Records for this exercise>
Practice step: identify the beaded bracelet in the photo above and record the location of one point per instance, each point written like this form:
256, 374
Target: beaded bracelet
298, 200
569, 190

Exercise>
Reproduce the records above in full, without altering a single character.

Solution for this task>
Practice step: identify the beaded bracelet in the photo above and record the location of one point per instance, each point written like this form:
256, 374
Target: beaded bracelet
298, 200
569, 190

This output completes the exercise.